Scott Sumner and other Market Monetarists forcefully argue that monetary policy can and should be used to return nominal GDP (NGDP) to it’s pre-crisis growth path. In the US that is around 5% yearly NGDP growth from a level 12-14% above the present level.
However, so far the Market Monetarist arguments have failed to convince central bankers to use monetary policy to close the NGDP gap (that is to return NGDP to its pre-crisis growth path).
In my view there are four overall reasons for that (To Scott: none of them are stupidity). These four reasons are all variations of what Milton Friedman termed the Tyranny of the Status Quo – policy makers tend to prefer what they know contrary to the unknown even though the unknown might actually work better.
Market Monetarists argue that there is no liquidity trap in the Keynes-Krugman sense, but I would argue that there is what we could call an institutional liquidity trap which is to blame for the continued status quo in monetary policy.
The institutional liquidity trap can be found in four versions:
1) Currency union
2) Fixed exchange rate policies
3) Foreign currency lending
4) “Bubble paranoia”

### Extracted material
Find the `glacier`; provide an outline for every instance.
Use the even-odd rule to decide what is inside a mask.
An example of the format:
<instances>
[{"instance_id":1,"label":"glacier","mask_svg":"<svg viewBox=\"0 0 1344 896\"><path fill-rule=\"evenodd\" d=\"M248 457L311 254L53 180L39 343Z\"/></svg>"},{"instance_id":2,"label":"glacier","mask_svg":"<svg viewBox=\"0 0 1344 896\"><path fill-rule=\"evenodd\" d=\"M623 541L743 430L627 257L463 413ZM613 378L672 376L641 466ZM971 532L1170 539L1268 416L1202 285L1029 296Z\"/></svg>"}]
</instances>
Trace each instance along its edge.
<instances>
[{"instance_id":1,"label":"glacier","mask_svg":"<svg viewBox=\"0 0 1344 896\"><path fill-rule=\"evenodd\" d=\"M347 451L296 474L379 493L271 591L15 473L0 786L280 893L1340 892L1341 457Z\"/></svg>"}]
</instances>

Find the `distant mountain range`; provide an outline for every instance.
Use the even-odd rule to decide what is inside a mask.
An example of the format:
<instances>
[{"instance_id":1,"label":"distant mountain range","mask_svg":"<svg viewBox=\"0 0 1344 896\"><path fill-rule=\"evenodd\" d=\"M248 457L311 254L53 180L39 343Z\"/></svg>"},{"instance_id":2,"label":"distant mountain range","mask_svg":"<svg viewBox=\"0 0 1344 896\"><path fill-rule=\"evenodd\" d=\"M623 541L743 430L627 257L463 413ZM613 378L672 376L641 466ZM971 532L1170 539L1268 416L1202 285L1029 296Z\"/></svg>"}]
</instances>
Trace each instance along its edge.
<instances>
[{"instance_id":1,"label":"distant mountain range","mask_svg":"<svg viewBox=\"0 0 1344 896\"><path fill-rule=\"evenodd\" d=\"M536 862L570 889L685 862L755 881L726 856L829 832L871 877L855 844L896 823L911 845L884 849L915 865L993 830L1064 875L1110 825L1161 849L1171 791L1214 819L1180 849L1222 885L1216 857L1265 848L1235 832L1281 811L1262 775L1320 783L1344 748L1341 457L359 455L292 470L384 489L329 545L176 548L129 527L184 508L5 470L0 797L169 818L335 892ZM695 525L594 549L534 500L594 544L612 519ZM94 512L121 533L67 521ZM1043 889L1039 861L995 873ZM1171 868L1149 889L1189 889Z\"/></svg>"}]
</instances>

### What you need to do
**1)** Answer these from the monetary policy text:
(a) What yearly NGDP growth rate does the pre-crisis growth path represent in the US?
(b) Who coined the term "Tyranny of the Status Quo"?
(c) In what sense do Market Monetarists argue there is no liquidity trap?
**2)** What are all the versions of the institutional liquidity trap named in the monetary policy text?
The records have no connection to the monetary policy text.

### Results of the tasks
**1)**
(a) Around 5%.
(b) Milton Friedman.
(c) In the Keynes-Krugman sense.

**2)**
1) Currency union
2) Fixed exchange rate policies
3) Foreign currency lending
4) "Bubble paranoia"